# Records from a point-labeling set:

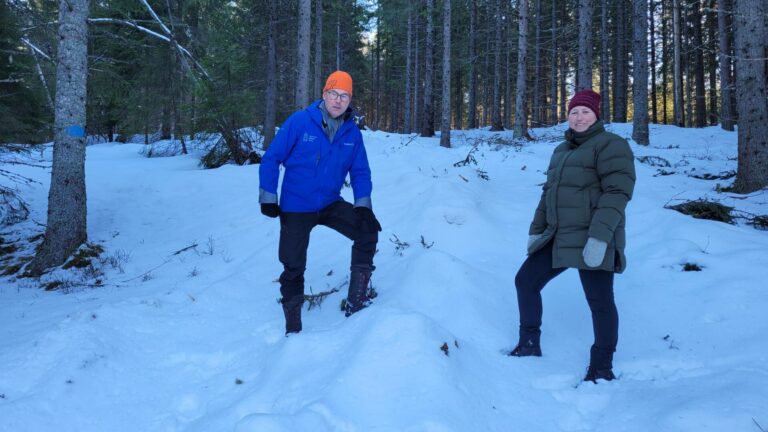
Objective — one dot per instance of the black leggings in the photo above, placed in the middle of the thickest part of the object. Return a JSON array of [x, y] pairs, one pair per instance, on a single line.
[[294, 241], [537, 271]]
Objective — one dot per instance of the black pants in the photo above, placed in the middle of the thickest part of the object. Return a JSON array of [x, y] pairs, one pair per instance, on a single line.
[[294, 241], [537, 271]]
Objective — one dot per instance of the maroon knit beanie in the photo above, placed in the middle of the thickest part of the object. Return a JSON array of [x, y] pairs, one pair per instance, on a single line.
[[588, 98]]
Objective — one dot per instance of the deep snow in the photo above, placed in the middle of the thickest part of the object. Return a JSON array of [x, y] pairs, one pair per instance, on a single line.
[[193, 341]]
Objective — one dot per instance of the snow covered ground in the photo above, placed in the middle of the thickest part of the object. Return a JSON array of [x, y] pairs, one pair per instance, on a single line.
[[191, 339]]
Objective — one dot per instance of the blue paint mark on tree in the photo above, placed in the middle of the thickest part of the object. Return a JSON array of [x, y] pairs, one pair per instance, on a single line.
[[76, 131]]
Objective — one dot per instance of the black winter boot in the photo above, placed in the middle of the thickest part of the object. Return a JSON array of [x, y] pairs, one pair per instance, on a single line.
[[594, 374], [292, 311], [529, 343], [357, 297], [526, 349]]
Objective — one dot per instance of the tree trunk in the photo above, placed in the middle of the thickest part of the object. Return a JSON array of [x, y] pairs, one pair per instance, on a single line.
[[417, 103], [318, 78], [496, 124], [553, 72], [640, 73], [338, 42], [677, 84], [664, 58], [727, 118], [751, 25], [271, 91], [458, 108], [621, 77], [428, 122], [698, 53], [472, 111], [605, 64], [584, 73], [654, 114], [302, 54], [407, 127], [712, 61], [564, 63], [66, 226], [537, 117], [445, 124], [507, 105], [521, 113]]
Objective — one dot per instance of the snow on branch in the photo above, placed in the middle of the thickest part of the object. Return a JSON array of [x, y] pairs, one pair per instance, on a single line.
[[35, 48], [130, 24]]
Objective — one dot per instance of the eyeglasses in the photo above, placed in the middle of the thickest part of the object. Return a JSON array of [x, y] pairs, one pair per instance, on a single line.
[[333, 95]]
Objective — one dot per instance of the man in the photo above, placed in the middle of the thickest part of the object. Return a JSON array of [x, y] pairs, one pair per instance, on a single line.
[[318, 147]]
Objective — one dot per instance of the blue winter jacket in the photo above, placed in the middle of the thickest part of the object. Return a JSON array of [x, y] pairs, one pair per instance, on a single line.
[[315, 169]]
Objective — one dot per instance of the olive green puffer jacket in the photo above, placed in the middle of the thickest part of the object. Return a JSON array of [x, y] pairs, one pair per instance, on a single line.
[[590, 179]]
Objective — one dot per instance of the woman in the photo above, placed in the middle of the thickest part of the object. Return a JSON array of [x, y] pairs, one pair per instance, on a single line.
[[579, 223]]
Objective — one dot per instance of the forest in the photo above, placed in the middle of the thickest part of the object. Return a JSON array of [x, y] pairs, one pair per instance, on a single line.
[[140, 71]]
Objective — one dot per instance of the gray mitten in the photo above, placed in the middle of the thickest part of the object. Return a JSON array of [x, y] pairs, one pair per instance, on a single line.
[[594, 252]]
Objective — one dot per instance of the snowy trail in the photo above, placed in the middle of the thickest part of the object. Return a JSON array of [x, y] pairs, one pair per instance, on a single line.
[[197, 343]]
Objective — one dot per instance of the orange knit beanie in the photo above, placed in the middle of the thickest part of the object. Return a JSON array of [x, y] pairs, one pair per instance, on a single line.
[[339, 80]]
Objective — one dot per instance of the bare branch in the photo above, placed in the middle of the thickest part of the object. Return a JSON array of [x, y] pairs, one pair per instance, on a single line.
[[36, 49], [129, 24]]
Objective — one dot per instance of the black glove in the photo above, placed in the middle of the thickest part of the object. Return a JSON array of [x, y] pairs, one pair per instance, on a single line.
[[366, 220], [270, 209]]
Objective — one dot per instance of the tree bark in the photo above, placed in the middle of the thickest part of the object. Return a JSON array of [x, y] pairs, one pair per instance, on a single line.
[[621, 83], [727, 118], [640, 73], [445, 124], [302, 54], [677, 84], [428, 122], [496, 123], [318, 72], [605, 64], [553, 71], [651, 15], [751, 26], [537, 111], [584, 73], [407, 127], [521, 112], [66, 225], [472, 112], [698, 53], [271, 90]]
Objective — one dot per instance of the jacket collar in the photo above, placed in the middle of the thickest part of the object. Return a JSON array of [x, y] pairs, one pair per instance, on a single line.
[[578, 138]]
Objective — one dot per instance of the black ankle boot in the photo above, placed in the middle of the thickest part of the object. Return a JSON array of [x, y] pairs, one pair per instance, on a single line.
[[357, 297], [292, 311], [594, 374], [526, 349]]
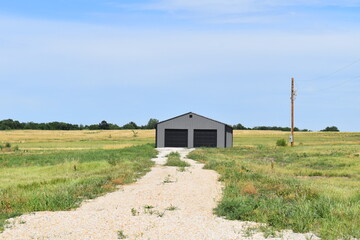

# Directions:
Rewrite all of the lines above as a numbered list, skipping any blank lines and leaving the pictures out.

# Solution:
1. Objective — one dot per instance of the black leggings in the photo above, placed in the middle of the thickest part of the object. Return a JSON array of [x, y] pairs, one pair per instance, on a single line.
2. [[294, 241], [537, 271]]
3. Objective — one dot per instance of the black pants in the photo above, placed in the middle of the thickest part of the object. Return a JSON array of [x, y] pairs, one pair per instance, on a single line.
4. [[294, 241], [537, 271]]
5. Objective — one dot per instance of the maroon knit beanie in the photo above, placed in the middle of the thickest part of the object. Return a JSON array of [x, y] pairs, one pair per instance, on a single line.
6. [[588, 98]]
7. Objective — one dot per instance of the deep snow in the photo above, placed in the middle of the thickest part of the object. Return a JSON array of [x, y] pairs, one pair per instance, on a single line.
8. [[193, 341]]
9. Objective — one dot per instance of the snow covered ground in the photo above, placed in the middle of the thickest part of the object. Return a JSON array of [x, y] pairs, one pair per instance, on a single line.
10. [[191, 339]]
11. Objective — one dot per instance of the blue paint mark on tree in the photo above, placed in the middle of the thickest part of the object. Return a JSON array of [x, y] pairs, one pair per instance, on a single line.
12. [[76, 131]]
13. Objective — one dot per instance of the black winter boot in the photo above, placed in the middle of the thickest part of the object. Return a JSON array of [x, y] pairs, one pair per instance, on a single line.
14. [[594, 374], [292, 311], [529, 343], [357, 297], [526, 349]]
15. Objective — one dot per instance of the tree trunk in the photo above, placed in the middle of the thickest part of the object. Return a JSON array of [x, y] pairs, one pair per instance, on a single line.
16. [[417, 103], [318, 78], [496, 124], [553, 72], [640, 73], [338, 42], [677, 84], [664, 58], [727, 118], [751, 25], [271, 91], [458, 108], [621, 77], [428, 122], [698, 53], [472, 111], [605, 64], [584, 73], [654, 114], [302, 54], [407, 127], [712, 61], [564, 63], [66, 226], [537, 117], [445, 124], [507, 105], [521, 113]]
17. Objective — one dot per instance of the snow on branch in the photo above, placed in the middle of the thickest part of the object. Return a JSON array of [x, y] pairs, one pair per instance, on a single line.
18. [[35, 48], [130, 24]]
19. Objective — one dot per instance of the eyeglasses in the photo above, placed in the middle of the thickest part of the object. Return a JSON array of [x, y] pairs, one pair per instance, on a single line.
20. [[333, 95]]
21. Objective — one dot per instance of the man in the photo above, placed in the middle of the thickest part of the object. Return a JSON array of [x, y] pairs, one pair per instance, on a single line.
22. [[318, 147]]
23. Objective — one dot per instance of the blue winter jacket in the photo above, placed in the middle of the thickest part of the object. Return a JSON array of [x, y] pairs, one pair per instance, on a single line.
24. [[315, 169]]
25. Objective — one dot per instance of the olive green puffer jacket in the photo above, placed in the middle of the thickest part of the object. Return a JSON array of [x, y] pairs, one pair per instance, on a single line.
26. [[590, 179]]
27. Objective — one dot per instance of the woman in the photo above, placed in the middle of the thickest part of the object. Return a JSON array of [x, y] pairs, one pair per instance, on a single line.
28. [[579, 223]]
29. Objective — one dot per instance of the forest in the photo above, placed in the middle of the thickest part of the object. Return a JSON array of [x, y] pairs, one pair per instance, on a single line.
30. [[140, 71]]
31. Objective — one dot per instance of the gray mitten in the photo above, placed in the middle of the thickest part of the object. Return a JSON array of [x, y] pairs, one pair per instance, on a single line.
32. [[594, 252]]
33. Objective — one dot per instance of the snowy trail in the photo above, placed in the middle of the thickest part of the object. Return a JSON array of [x, y] pairs, one pair per instance, on a single line.
34. [[197, 343]]
35. Objective — one dot per instance of the orange knit beanie in the photo above, placed in the middle of the thickest part of the object. Return a JSON array of [x, y] pairs, one pair per instance, on a single line.
36. [[339, 80]]
37. Objective — one dot per instance of the bare branch in the photo above, placed in the middle of the thickest part of the object. Return a JSON array of [x, y] pairs, one pair per instance, on a single line.
38. [[36, 49], [129, 24]]
39. Objective — one dot per instance of the black glove in the photo above, placed in the middle of the thickest part of the object. Return a JSON array of [x, y] pairs, one pair per instance, on a single line.
40. [[366, 220], [270, 209]]
41. Objective — one dot per instance of the tree bark in the photo above, placed in the middle of the thickest part of the object. Return a JSON array of [x, y] pairs, one pair per instance, on a single line.
42. [[621, 83], [727, 118], [640, 73], [445, 124], [302, 54], [677, 84], [428, 122], [496, 123], [318, 72], [605, 64], [553, 71], [651, 15], [751, 26], [537, 111], [584, 73], [407, 127], [521, 112], [66, 225], [472, 112], [698, 53], [271, 90]]
43. Objective — one dot per instance of the jacket collar in the photo above, placed in the middle of the thickest part of the object. Return a JSON array of [x, y] pairs, one pair per instance, on a single line.
44. [[578, 138]]
45. Objective — one dot per instance of the black ankle boot in the photo above, placed in the middle of the thickest part of the object. Return a JSON array of [x, y] pairs, one pair per instance, on a single line.
46. [[357, 297], [292, 311], [594, 374], [526, 349]]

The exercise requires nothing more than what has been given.